++++ Passage shown

Microsoft replaced the fully functional Win 7 with the gobsmackingly unusable Win 8. Not a good way to create love and support in the population.

They replaced that with 8.1, because they had to, but didn't make it friendly enough to win people back.

Then when they brought out Windows 10 they managed to keep some pretty nasty bits of usability, like turning the control panel into a mish mash of different interfaces with some controls inside places you wouldn't expect to find them and others so well hidden you're more likely to find a Pokemon. Or the Start menu that is full of unremovable "apps" that you might never want, and programme links (some that you'd never directly launch, like PDF readers) that are installed within folders of crap that an ordinary user would never be able find and (re)move.

But in case that wasn't enough to put users off they then went to massive lengths to force this on to users with Win 7+. (OK if it was just Win 8.x they might have a case).

++++++++
++++ Material supplied

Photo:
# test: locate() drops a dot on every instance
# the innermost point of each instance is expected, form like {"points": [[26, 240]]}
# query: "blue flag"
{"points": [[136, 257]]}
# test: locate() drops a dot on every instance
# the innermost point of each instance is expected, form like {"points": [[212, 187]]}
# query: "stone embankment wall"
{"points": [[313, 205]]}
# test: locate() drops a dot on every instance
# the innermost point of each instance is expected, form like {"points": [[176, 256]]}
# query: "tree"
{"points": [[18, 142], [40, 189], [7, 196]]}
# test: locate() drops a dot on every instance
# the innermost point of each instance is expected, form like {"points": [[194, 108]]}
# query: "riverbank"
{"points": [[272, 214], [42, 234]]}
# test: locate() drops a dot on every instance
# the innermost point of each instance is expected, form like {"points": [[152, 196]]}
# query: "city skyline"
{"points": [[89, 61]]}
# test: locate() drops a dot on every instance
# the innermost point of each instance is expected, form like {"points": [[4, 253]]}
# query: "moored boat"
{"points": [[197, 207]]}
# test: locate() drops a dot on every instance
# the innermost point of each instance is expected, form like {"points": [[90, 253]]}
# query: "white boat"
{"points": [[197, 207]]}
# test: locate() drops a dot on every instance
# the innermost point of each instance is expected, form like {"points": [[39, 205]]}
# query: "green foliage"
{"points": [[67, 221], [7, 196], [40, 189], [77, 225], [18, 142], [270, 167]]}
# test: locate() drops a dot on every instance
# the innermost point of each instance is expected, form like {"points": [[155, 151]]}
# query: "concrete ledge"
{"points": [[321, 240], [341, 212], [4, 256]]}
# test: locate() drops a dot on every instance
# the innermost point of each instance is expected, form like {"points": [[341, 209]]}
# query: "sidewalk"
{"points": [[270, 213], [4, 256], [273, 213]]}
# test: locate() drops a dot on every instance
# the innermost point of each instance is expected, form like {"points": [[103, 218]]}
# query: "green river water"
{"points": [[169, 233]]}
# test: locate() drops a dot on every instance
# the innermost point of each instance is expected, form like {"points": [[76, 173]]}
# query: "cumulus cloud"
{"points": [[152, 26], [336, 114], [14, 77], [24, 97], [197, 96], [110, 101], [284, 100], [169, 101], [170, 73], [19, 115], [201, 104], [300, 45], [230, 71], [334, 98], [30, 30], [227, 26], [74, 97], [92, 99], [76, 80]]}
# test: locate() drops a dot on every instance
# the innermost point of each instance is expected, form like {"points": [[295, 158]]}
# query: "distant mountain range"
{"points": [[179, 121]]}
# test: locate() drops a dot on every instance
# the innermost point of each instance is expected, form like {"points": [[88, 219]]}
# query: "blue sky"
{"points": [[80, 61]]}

++++++++

§ **Set exercise**: Copy out the passage about Microsoft's Windows versions above in full, word for word.

§ **Complete answer**:
Microsoft replaced the fully functional Win 7 with the gobsmackingly unusable Win 8. Not a good way to create love and support in the population.

They replaced that with 8.1, because they had to, but didn't make it friendly enough to win people back.

Then when they brought out Windows 10 they managed to keep some pretty nasty bits of usability, like turning the control panel into a mish mash of different interfaces with some controls inside places you wouldn't expect to find them and others so well hidden you're more likely to find a Pokemon. Or the Start menu that is full of unremovable "apps" that you might never want, and programme links (some that you'd never directly launch, like PDF readers) that are installed within folders of crap that an ordinary user would never be able find and (re)move.

But in case that wasn't enough to put users off they then went to massive lengths to force this on to users with Win 7+. (OK if it was just Win 8.x they might have a case).